* _Exercise_:
Copy out the registration rights section below word for word, from its heading to its final sentence.

* _Source passage_:
*****

SECTION 6 REGISTRATION RIGHTS

    6.1   DEMAND REGISTRATION. At any time and from time to time after the IPO
Date, if the Company shall receive a written request from one or more Apollo
Investors (a "REQUESTING STOCKHOLDER"), that the Company file a registration
statement under the Securities Act (including a "shelf" registration statement
on Form S-3 or any successor form pursuant to Rule 415) covering the
registration of Registrable Common Stock pursuant to this SECTION 6.1 (a "DEMAND
NOTICE"), then the Company shall, within ten (10) business days of the receipt
of such written request, give written notice of such request

                                       16
<Page>

("REQUEST NOTICE") to all Stockholders and, in addition to any obligations under
SECTION 8, use its best efforts to effect, as soon as practicable, the
registration under the Securities Act of all Registrable Common Stock that the
Requesting Stockholder requests to be registered in the Demand Notice together
with the Registrable Common Stock of other Registering Stockholders pursuant to
SECTION 7, subject only to the limitations of this SECTION 6 and the rights of
other Stockholders pursuant to SECTION 7: PROVIDED that the Company shall not be
obligated to effect any such registration until 180 days after the IPO Date;
PROVIDED, FURTHER, that the IMC Stockholders may not register any shares of IMC
Common Stock until after the Exit Event unless such shares are being registered
such that the Securities Proceeds derived therefrom will be used to satisfy, in
whole or in part, a Clawback Right.

*****

* _Supplied material_:
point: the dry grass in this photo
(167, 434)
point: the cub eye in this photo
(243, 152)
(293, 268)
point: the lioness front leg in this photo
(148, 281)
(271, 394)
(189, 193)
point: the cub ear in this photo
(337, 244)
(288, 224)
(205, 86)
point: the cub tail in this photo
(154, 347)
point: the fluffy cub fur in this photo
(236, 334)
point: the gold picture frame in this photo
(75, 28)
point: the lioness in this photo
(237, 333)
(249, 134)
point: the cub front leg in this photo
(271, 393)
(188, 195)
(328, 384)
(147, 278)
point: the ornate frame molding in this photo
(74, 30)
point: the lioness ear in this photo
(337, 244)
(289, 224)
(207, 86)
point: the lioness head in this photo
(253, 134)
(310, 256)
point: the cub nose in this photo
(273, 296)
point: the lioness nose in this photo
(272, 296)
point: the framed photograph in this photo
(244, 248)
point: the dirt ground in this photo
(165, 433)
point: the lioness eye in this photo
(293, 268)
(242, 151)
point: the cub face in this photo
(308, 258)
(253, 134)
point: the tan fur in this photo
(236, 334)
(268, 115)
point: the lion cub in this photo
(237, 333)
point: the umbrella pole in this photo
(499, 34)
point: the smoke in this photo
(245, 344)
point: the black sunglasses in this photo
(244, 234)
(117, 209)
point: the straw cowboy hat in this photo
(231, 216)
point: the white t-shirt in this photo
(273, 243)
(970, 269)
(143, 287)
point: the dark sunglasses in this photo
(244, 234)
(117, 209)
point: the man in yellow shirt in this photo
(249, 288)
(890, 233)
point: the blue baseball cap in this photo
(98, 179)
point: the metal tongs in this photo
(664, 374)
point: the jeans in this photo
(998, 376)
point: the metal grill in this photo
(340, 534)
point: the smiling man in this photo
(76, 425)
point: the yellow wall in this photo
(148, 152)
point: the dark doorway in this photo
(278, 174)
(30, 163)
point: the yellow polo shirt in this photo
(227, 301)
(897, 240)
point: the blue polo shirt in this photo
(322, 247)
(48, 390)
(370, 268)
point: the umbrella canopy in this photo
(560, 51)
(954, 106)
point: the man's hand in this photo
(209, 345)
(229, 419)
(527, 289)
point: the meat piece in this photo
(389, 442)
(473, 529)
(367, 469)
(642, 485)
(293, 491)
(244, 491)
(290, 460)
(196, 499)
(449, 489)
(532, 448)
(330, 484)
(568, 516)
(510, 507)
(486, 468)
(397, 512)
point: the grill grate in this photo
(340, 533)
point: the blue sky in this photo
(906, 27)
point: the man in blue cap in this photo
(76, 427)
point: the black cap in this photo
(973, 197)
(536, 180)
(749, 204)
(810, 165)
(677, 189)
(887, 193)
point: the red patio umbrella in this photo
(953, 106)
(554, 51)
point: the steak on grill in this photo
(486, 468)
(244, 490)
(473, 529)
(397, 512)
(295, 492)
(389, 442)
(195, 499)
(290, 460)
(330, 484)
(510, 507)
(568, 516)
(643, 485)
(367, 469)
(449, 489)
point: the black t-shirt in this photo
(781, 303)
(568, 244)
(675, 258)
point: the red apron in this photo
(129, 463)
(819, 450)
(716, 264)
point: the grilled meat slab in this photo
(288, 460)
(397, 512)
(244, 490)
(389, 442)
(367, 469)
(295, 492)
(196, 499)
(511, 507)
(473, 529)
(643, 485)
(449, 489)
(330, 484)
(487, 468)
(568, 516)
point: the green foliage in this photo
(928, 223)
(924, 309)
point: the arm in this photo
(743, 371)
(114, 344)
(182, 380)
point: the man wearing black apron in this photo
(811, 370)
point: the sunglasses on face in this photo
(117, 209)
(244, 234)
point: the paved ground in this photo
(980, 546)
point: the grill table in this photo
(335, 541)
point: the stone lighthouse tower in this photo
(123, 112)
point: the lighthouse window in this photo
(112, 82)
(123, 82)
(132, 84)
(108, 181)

*****

* _Finished task_:
SECTION 6 REGISTRATION RIGHTS

    6.1   DEMAND REGISTRATION. At any time and from time to time after the IPO
Date, if the Company shall receive a written request from one or more Apollo
Investors (a "REQUESTING STOCKHOLDER"), that the Company file a registration
statement under the Securities Act (including a "shelf" registration statement
on Form S-3 or any successor form pursuant to Rule 415) covering the
registration of Registrable Common Stock pursuant to this SECTION 6.1 (a "DEMAND
NOTICE"), then the Company shall, within ten (10) business days of the receipt
of such written request, give written notice of such request

                                       16
<Page>

("REQUEST NOTICE") to all Stockholders and, in addition to any obligations under
SECTION 8, use its best efforts to effect, as soon as practicable, the
registration under the Securities Act of all Registrable Common Stock that the
Requesting Stockholder requests to be registered in the Demand Notice together
with the Registrable Common Stock of other Registering Stockholders pursuant to
SECTION 7, subject only to the limitations of this SECTION 6 and the rights of
other Stockholders pursuant to SECTION 7: PROVIDED that the Company shall not be
obligated to effect any such registration until 180 days after the IPO Date;
PROVIDED, FURTHER, that the IMC Stockholders may not register any shares of IMC
Common Stock until after the Exit Event unless such shares are being registered
such that the Securities Proceeds derived therefrom will be used to satisfy, in
whole or in part, a Clawback Right.